- **Your assignment**: Within the records below, filter for lines carrying the word "exact" and copy them.

- **The records**:
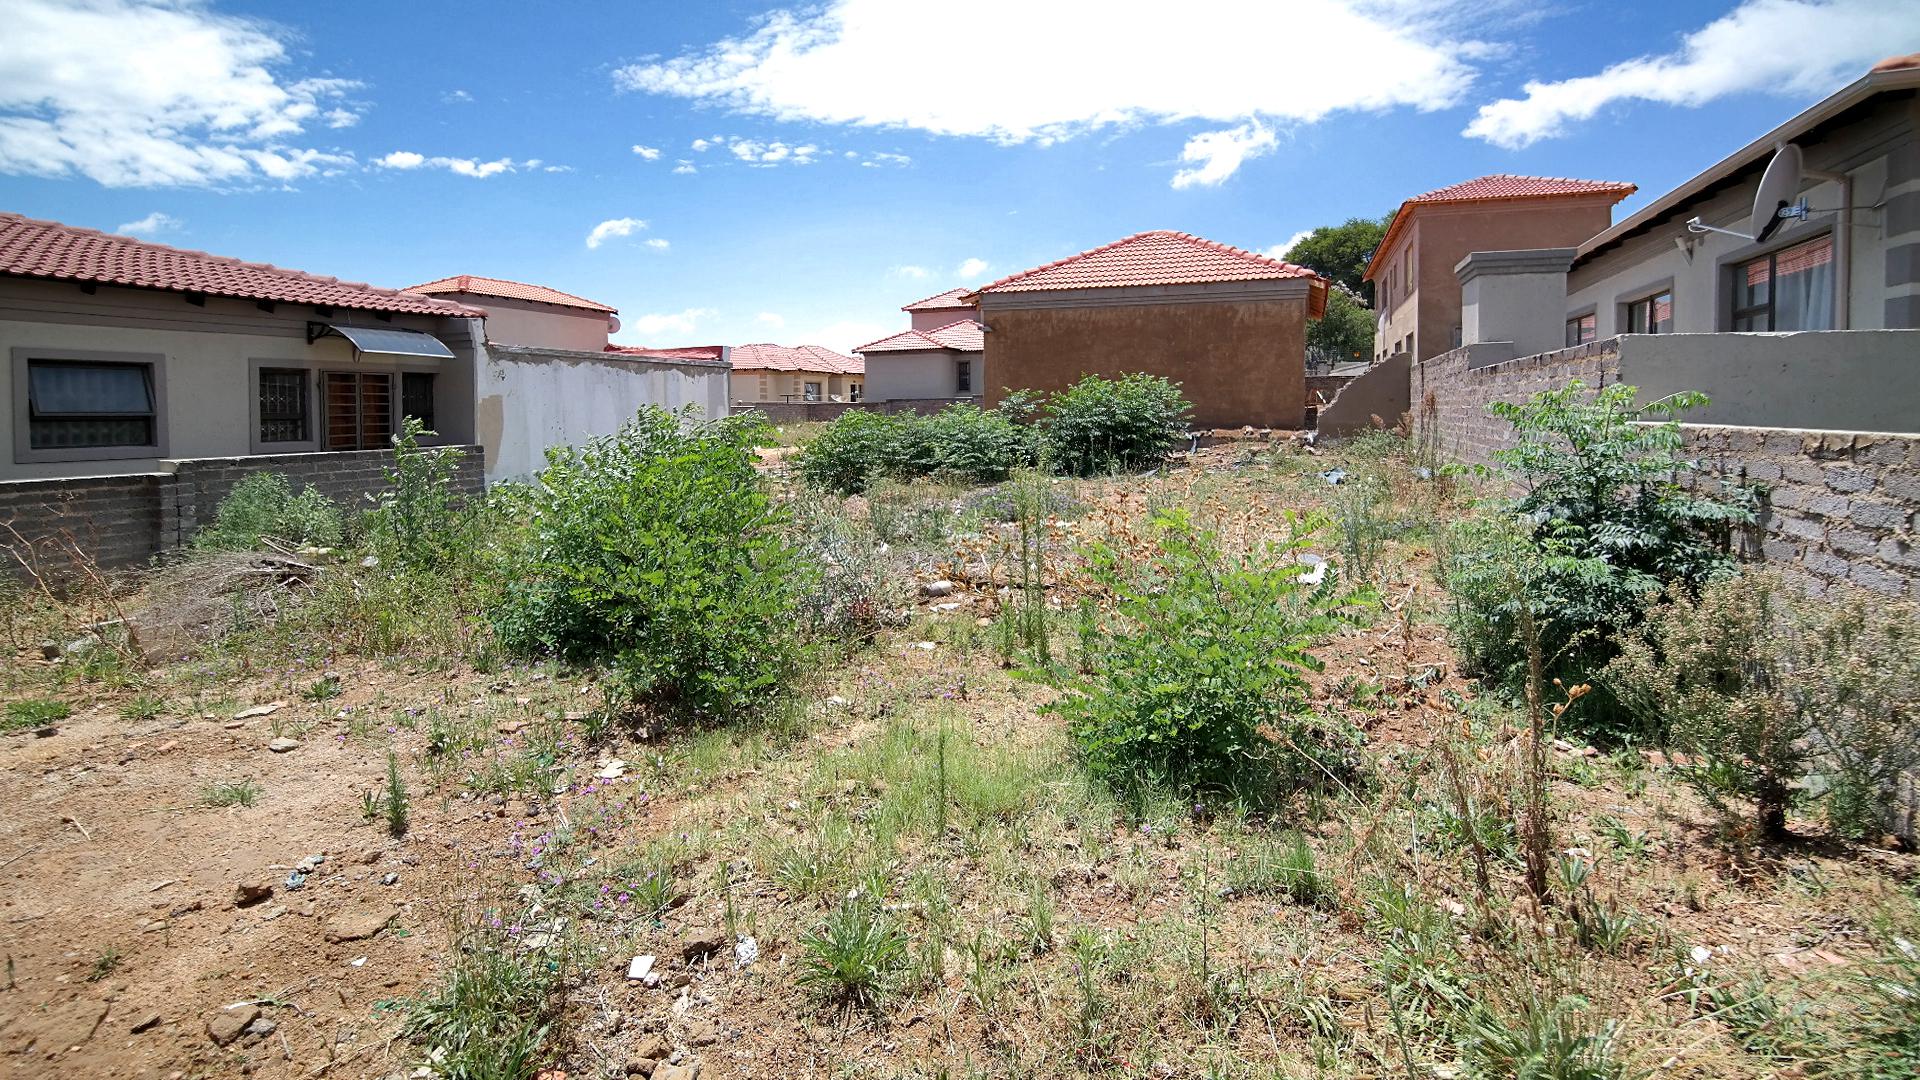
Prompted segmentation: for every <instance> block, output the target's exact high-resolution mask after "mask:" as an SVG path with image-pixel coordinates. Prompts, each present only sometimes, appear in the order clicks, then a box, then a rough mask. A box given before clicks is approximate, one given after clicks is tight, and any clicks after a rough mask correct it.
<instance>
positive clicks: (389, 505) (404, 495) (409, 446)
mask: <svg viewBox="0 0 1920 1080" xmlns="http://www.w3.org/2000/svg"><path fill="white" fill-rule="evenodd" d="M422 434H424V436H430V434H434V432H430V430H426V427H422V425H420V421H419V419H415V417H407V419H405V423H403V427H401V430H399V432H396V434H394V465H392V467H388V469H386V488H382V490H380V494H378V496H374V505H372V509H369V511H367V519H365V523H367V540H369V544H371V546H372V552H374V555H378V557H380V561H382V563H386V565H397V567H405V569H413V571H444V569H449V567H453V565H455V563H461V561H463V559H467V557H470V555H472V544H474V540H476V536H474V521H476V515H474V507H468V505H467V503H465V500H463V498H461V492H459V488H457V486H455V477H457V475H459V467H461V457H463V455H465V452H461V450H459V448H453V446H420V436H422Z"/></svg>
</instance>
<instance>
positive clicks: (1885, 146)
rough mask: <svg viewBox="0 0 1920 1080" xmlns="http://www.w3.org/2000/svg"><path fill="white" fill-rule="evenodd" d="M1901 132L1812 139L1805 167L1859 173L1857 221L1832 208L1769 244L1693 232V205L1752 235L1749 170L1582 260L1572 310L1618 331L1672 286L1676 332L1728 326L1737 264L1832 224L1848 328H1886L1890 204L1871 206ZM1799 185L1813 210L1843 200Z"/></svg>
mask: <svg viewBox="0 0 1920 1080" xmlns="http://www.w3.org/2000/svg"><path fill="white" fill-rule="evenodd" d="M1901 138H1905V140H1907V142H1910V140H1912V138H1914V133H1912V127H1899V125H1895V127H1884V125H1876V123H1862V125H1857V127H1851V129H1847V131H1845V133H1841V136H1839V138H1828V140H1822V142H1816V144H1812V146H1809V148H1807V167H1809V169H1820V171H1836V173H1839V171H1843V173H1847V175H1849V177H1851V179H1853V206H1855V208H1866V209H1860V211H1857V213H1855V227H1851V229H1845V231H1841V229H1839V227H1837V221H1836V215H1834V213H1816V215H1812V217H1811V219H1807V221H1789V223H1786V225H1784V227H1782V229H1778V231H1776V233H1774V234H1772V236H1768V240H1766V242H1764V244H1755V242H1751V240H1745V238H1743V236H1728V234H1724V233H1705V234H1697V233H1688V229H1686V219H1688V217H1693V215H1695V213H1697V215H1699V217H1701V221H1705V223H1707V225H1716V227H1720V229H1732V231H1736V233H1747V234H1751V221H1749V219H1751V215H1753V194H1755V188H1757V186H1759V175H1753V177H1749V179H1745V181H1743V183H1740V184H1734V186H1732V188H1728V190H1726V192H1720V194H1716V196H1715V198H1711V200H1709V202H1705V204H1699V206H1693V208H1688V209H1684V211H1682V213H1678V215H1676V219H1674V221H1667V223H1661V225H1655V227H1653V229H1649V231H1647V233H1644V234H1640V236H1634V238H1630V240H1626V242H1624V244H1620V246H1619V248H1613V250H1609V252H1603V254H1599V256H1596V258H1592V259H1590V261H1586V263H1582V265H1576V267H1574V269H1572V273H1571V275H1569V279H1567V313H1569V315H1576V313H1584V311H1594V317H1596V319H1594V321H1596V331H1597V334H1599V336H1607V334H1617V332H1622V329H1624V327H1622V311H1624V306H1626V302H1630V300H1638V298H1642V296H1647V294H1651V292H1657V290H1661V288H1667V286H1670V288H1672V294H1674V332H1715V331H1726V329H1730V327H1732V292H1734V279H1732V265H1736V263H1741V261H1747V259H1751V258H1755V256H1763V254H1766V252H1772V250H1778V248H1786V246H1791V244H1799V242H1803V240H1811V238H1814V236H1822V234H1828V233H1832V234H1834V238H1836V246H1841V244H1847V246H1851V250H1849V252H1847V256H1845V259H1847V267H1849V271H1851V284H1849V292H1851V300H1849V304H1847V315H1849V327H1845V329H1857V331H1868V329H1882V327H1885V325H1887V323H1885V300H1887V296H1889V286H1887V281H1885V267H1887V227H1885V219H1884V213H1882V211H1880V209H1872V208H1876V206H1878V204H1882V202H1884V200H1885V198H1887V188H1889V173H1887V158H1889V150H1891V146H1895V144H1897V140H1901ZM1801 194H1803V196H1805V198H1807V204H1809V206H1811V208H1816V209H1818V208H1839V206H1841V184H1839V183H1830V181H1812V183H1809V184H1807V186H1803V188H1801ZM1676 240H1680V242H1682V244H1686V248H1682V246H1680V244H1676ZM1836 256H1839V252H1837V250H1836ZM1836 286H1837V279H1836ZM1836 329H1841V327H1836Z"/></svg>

...

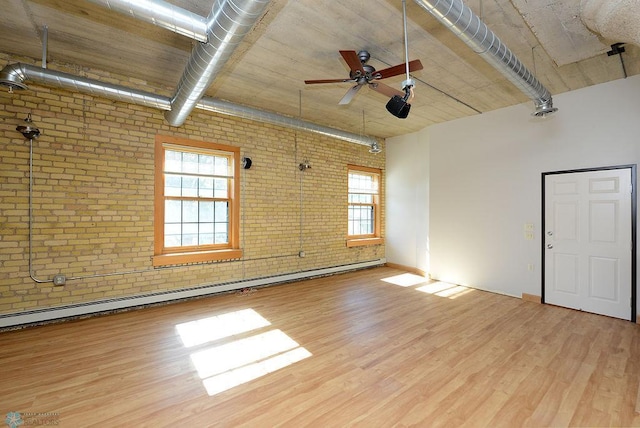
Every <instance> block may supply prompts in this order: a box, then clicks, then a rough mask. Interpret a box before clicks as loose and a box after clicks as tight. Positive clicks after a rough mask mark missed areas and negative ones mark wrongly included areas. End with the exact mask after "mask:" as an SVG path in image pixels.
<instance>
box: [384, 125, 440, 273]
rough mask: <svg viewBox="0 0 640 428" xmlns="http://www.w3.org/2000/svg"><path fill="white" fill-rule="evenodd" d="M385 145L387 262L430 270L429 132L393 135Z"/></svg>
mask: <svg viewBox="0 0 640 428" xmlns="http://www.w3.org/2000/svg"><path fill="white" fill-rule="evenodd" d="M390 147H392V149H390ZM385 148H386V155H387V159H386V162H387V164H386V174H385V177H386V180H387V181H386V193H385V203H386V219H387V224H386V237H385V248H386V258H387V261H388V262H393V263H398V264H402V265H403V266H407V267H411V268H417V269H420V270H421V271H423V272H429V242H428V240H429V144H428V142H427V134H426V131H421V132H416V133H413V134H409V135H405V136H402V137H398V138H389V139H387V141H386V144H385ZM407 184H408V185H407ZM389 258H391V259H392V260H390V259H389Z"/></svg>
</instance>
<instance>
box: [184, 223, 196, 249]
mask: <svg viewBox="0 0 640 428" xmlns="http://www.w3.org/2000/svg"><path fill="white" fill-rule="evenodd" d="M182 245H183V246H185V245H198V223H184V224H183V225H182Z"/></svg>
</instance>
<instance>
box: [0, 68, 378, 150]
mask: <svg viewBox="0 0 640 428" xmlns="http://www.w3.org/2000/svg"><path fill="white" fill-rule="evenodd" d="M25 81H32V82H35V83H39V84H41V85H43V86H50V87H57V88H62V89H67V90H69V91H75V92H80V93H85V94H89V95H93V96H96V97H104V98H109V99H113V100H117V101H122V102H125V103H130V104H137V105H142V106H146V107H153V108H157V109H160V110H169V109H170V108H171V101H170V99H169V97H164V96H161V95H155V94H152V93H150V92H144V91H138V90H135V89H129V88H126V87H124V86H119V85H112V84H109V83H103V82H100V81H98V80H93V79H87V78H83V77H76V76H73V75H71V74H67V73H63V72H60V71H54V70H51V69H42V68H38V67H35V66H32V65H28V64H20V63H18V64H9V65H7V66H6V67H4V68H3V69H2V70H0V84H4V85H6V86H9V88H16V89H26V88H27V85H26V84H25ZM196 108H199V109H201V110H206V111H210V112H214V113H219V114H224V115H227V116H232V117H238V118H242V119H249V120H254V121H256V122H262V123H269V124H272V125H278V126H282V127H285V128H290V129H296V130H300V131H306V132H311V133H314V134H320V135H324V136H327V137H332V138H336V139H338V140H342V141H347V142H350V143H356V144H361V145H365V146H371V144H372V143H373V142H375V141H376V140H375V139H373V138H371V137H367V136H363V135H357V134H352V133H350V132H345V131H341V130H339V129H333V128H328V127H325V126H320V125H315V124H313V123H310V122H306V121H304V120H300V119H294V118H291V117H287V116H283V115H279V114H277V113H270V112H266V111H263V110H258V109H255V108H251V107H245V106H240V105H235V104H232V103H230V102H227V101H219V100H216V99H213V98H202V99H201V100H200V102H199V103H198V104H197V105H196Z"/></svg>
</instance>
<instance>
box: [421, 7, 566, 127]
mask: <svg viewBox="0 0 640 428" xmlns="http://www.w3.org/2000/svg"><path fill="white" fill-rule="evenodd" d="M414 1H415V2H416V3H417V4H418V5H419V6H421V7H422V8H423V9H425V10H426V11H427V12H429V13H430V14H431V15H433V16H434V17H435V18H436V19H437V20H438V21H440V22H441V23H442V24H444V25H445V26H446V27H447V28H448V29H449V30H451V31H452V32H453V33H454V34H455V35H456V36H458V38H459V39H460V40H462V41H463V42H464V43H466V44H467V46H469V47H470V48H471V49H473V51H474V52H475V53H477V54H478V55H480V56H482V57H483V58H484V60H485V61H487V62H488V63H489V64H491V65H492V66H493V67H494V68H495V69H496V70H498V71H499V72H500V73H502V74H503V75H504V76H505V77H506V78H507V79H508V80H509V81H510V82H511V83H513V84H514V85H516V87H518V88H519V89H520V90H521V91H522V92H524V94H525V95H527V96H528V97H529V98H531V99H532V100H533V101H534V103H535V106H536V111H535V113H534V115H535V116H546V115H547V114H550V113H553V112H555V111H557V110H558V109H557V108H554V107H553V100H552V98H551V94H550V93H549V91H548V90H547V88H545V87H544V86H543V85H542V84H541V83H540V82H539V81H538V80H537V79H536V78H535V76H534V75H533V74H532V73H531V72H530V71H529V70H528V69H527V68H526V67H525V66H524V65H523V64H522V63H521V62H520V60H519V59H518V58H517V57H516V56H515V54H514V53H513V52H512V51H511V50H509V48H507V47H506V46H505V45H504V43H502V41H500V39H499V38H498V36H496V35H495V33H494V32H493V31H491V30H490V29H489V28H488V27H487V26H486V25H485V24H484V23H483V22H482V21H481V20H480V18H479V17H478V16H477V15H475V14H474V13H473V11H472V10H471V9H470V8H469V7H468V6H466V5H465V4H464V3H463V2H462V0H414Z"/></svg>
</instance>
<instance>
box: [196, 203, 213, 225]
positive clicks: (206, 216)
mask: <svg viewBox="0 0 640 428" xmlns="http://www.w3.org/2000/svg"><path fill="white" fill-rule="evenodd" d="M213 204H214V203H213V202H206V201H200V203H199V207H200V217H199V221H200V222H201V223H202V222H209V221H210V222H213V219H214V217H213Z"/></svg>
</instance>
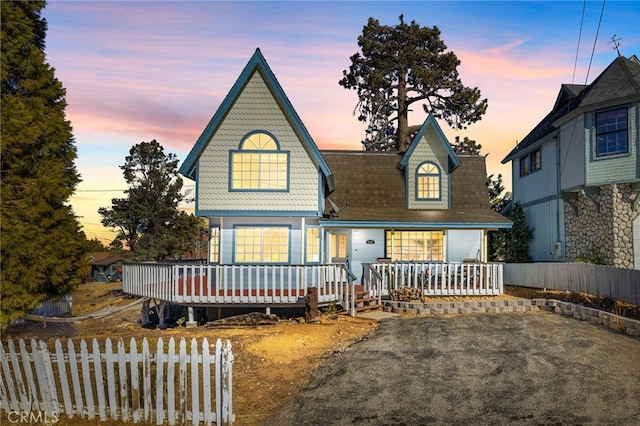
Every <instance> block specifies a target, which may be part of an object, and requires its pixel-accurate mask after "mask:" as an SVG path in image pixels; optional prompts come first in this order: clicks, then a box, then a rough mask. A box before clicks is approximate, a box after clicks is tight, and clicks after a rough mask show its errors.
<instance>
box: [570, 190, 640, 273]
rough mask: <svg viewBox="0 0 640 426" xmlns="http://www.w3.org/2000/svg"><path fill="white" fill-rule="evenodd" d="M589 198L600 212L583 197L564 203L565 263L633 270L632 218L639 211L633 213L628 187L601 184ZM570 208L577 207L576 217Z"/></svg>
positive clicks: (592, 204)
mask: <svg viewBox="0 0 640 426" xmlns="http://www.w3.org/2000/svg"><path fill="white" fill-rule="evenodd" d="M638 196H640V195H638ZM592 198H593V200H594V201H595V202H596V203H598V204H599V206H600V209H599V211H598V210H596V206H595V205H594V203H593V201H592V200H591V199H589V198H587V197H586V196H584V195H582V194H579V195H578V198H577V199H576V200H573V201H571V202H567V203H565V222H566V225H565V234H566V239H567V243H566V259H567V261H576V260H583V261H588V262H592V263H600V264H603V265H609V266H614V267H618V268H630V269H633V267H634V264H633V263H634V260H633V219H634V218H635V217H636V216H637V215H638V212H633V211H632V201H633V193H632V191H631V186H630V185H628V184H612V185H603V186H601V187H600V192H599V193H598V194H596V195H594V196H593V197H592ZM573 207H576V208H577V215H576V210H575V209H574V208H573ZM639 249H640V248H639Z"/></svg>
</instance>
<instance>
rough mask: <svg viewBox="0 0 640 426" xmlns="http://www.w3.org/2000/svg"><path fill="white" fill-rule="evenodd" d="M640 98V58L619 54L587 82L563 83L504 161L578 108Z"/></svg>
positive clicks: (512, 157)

- **Your solution**:
Prompted segmentation: for every <instance> block, output the target's exact high-resolution mask after "mask:" as an SVG path with image-pixel coordinates. Prompts, each present only sometimes, appear in the order clicks, then a box, then a rough mask. A box given before clicks is approximate, one given after clicks is tight, and any clicks after a rough mask correct it.
Every <instance> block may supply prompts in this order: a box, then clicks, then a rough mask. Interpret a box before clicks as loose and a box after clicks as tight. Positive clicks after a rough mask mark missed areas and negative ones mark wrongly included areas. End with the exact mask after "mask:" as an SVG path in image pixels.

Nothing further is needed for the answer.